==== Listing

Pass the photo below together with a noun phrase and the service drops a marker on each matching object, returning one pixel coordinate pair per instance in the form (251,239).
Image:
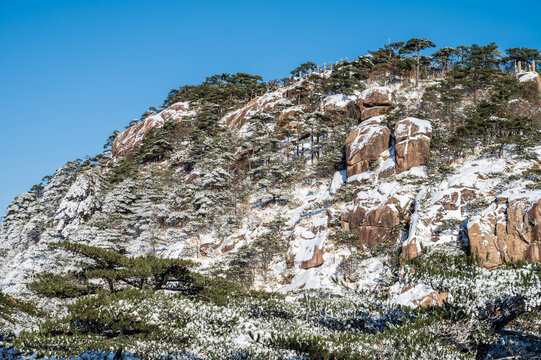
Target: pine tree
(416,45)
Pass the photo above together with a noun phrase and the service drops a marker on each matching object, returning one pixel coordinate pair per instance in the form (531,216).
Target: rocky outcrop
(375,101)
(287,113)
(412,146)
(375,224)
(237,118)
(306,244)
(315,261)
(418,296)
(365,144)
(126,141)
(531,77)
(508,230)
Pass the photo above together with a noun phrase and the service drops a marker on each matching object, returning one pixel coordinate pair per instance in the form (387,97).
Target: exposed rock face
(412,143)
(337,101)
(237,118)
(374,224)
(377,96)
(418,296)
(315,261)
(375,213)
(375,101)
(127,140)
(439,214)
(365,144)
(288,113)
(367,113)
(307,242)
(531,77)
(510,229)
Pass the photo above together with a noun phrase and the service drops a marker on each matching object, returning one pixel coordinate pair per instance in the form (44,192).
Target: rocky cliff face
(393,201)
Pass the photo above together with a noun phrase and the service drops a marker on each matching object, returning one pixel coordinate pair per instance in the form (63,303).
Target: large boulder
(367,113)
(307,242)
(375,223)
(377,96)
(412,145)
(508,230)
(365,144)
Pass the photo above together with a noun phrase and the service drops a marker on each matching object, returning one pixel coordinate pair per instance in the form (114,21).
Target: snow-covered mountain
(300,188)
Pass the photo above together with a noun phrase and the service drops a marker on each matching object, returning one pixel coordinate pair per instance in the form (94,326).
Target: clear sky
(73,71)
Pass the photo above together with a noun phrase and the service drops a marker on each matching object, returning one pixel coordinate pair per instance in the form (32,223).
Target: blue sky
(73,71)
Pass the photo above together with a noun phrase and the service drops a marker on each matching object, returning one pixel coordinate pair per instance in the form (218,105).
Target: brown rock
(368,112)
(507,231)
(378,96)
(315,261)
(365,144)
(375,224)
(410,251)
(236,119)
(127,140)
(288,113)
(435,298)
(532,78)
(412,146)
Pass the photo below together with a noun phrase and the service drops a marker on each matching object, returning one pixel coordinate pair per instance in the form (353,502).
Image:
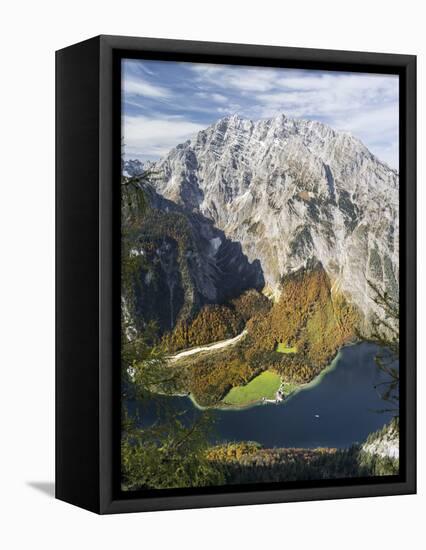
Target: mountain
(178,261)
(292,193)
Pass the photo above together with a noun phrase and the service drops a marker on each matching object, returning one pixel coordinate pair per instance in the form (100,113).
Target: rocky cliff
(291,192)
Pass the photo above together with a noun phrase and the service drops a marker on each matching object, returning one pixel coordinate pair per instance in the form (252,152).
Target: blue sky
(165,103)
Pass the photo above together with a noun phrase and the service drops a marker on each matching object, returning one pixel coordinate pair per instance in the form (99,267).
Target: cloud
(365,105)
(154,137)
(139,87)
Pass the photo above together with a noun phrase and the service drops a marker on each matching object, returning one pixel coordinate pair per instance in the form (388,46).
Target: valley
(252,287)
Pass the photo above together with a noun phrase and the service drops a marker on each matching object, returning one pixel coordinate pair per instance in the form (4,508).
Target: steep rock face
(178,261)
(291,191)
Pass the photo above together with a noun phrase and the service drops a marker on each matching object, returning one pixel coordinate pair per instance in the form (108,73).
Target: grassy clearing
(283,348)
(264,385)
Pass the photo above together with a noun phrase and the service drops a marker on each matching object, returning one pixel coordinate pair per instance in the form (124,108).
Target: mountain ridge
(290,191)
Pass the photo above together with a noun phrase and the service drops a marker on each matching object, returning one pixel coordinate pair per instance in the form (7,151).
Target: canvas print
(259,275)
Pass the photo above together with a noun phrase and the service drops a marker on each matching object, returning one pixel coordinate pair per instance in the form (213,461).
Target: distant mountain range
(259,200)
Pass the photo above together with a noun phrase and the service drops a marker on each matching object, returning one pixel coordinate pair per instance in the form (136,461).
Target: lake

========

* _Instructions for the task_
Extract every line of the records above and reproduce each one exactly, leaving out the pictures.

* _Full output_
Pass the photo below together with a noun phrase and the service drops a marker on each matching object, returning one pixel coordinate pair per instance in the form (251,239).
Image:
Target: pine tree
(416,45)
Pass the photo above together with a noun phrase and the service drops a marker on each matching object, returning one pixel coordinate pair per instance in the form (531,216).
Target: rocky outcrop
(375,101)
(287,113)
(412,146)
(375,224)
(237,118)
(306,244)
(315,261)
(418,296)
(365,144)
(126,141)
(531,77)
(508,230)
Pass the photo above together with a noun phrase and the service drops a marker on each matching object, returning one pixel coordinate pair per instance in the form (387,97).
Target: exposed rock face
(412,143)
(337,101)
(237,118)
(374,224)
(377,96)
(418,296)
(315,261)
(375,213)
(375,101)
(127,140)
(439,214)
(365,144)
(288,113)
(367,113)
(307,242)
(531,77)
(510,229)
Pass the photo above together with a noun phrase and the service drops a marker on each matching object, returning one pixel coordinate pair per instance in the form (44,192).
Target: rocky cliff face
(393,201)
Pass the photo above together with a noun phrase and the service drops a marker on each matching object, returning one pixel coordinate pair per instance in the form (63,303).
Target: large boulder
(367,113)
(307,242)
(375,223)
(377,96)
(412,145)
(508,230)
(365,144)
Pass the photo above together with a noun phrase and the service drops a marker on each matching object, returning one pixel coordinate pair per instance in the form (114,21).
Target: snow-covered mountain
(300,188)
Pass the photo above together with a noun phrase and the service drops a marker on each matching object, returning one pixel coordinate pair per instance in the form (94,326).
Target: clear sky
(73,71)
Pass the photo above together with a noun phrase and the service drops a marker on each matching object, returning one pixel coordinate pair per instance in the form (32,223).
Target: blue sky
(73,71)
Pass the photo above together with a noun phrase and the service drops a marker on each matching object, returning one pixel coordinate pair per instance in the form (218,105).
Target: brown rock
(368,112)
(507,231)
(378,96)
(315,261)
(365,144)
(375,224)
(410,251)
(236,119)
(127,140)
(288,113)
(435,298)
(532,78)
(412,146)
Pass the photo below together with a noun phrase and the service drops a marker on each matching object, returning one pixel coordinate pair per instance in the form (353,502).
Image:
Target: mountain
(178,261)
(292,193)
Pass the photo above together with a noun phrase and the service drops a marker on each matching object, returning one pixel coordinate pair per instance in the form (100,113).
Target: rocky cliff
(291,192)
Pass the photo above together with a noun phrase and the service drops a marker on each matching object, returning one pixel coordinate pair per instance in the form (252,152).
Target: blue sky
(165,103)
Pass the photo above together with a noun phrase and the service drops a marker on each matching object, returning one pixel coordinate pair per instance in the form (99,267).
Target: cloud
(365,105)
(154,137)
(139,87)
Pass the photo above together with a noun phrase and the service drops a marker on each matching object, returning one pixel coordinate pair per instance in the form (388,46).
Target: valley
(252,287)
Pass the photo above together with a noun phrase and the service drops a marker on each matching object, returning one pixel coordinate pair per instance in the form (4,508).
Target: steep rock face
(178,261)
(291,191)
Pass the photo above together with a noun phrase and the service drops a marker on each matching object, returning one pixel coordinate pair per instance in the form (108,73).
Target: grassy clearing
(283,348)
(264,385)
Pass the photo above together with a noun phrase and the service drops a marker on each matching object, returning one pixel coordinate pair per instance in the form (124,108).
Target: mountain ridge
(290,191)
Pass the photo above together with a noun phrase and the service drops a marker on each matching object, returning one pixel coordinate pair per instance in the form (7,151).
Target: canvas print
(259,275)
Pass the photo above together with a noun phrase and the service drops a marker on each matching object, returning one pixel coordinate pair per instance in the form (213,461).
Target: distant mountain range
(259,200)
Pass the photo above together with a noun phrase and the service drops a marker on each matching object, returning one pixel coordinate pair per instance in the form (136,461).
Target: lake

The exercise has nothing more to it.